* WHAT TO WORK ON
Rewrite the entries below, replacing "distinct occurrence" with "separate appearance" everywhere and leaving everything else unchanged.

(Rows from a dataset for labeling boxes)
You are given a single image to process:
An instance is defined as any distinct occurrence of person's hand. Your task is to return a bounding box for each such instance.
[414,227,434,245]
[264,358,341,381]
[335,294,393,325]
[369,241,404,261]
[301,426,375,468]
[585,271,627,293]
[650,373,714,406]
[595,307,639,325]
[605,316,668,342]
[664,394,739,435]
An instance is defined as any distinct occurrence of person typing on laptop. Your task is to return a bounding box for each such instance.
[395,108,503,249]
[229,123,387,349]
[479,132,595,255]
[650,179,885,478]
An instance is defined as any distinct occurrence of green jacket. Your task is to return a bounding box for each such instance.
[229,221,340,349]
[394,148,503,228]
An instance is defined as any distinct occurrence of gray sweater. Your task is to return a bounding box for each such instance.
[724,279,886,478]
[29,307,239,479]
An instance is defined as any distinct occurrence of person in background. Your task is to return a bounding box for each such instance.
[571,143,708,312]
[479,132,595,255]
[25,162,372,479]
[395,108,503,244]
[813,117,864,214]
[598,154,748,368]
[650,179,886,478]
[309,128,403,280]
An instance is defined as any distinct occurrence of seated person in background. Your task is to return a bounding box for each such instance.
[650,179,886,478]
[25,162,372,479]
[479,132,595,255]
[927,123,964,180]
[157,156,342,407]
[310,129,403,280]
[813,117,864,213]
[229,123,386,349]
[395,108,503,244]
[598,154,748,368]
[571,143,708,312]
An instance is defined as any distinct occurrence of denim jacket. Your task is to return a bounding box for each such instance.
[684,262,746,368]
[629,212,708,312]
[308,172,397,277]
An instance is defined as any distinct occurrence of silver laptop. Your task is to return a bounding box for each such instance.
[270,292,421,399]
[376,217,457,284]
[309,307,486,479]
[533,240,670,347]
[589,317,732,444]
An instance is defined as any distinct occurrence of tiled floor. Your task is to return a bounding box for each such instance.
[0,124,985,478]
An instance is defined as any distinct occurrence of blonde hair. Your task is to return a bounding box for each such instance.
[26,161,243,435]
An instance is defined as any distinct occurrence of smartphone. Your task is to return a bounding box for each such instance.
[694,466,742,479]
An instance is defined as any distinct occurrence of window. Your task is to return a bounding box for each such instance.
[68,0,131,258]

* THE ANSWER
You are given a single image to process:
An instance is defined as any separate appearance of person's hand. Your task is to return a bounding box for each such instance.
[414,227,434,245]
[264,358,341,381]
[335,294,393,325]
[369,241,404,261]
[301,426,375,468]
[585,271,627,293]
[650,373,714,406]
[595,307,639,325]
[605,316,668,342]
[664,394,739,435]
An instance is defined as any separate appearance of person typing on laptop. Your task is to return a bounding box for each such instance.
[395,108,503,249]
[229,123,387,349]
[479,132,595,255]
[650,179,885,478]
An instance is defined as any separate appearance of green jacket. Your task is to return a bounding box for each such instance.
[229,221,340,349]
[394,148,503,228]
An instance is defined as any separate appearance of gray sweater. Your task is to return a bounding box for each such instance.
[724,279,886,478]
[29,307,239,479]
An instance is defined as any separate appearance of person in background. Your task is to return a bounding box for each such instance.
[571,143,708,312]
[479,132,595,255]
[25,162,372,479]
[395,108,503,244]
[813,117,864,214]
[598,154,748,368]
[650,179,886,478]
[309,128,403,280]
An instance is defined as any separate appearance of seated person in background. Your task is to return a bounding box for each such instance.
[650,179,886,478]
[25,162,372,479]
[479,132,595,255]
[927,123,964,180]
[157,156,342,407]
[310,129,403,280]
[813,117,864,213]
[229,123,386,349]
[395,108,503,244]
[598,154,748,368]
[571,143,708,312]
An instance is defined as any separate appearance of denim jacket. Your task is to return a bounding box for each such instance.
[684,262,746,368]
[629,212,708,312]
[308,172,397,277]
An instance is defined as any separate appearance of silver laptop. Your task is to return a bounding box for each such instance.
[270,292,421,399]
[376,217,457,284]
[309,307,486,479]
[533,240,670,347]
[589,317,732,444]
An instance is defined as any separate appearance of tiled floor. Your task is to return a bounding box for each such instance.
[0,124,985,478]
An instance is defined as any separate appearance of blonde hair. Your task is to return a bounding box for each such instance.
[26,161,243,435]
An instance is defined as any separate appearance of smartphone. Your task is to return a bounding box for each such instance.
[694,466,742,479]
An instance is defined as any separate appearance of window. Your task is to return a bounding box for each such instance.
[68,0,131,258]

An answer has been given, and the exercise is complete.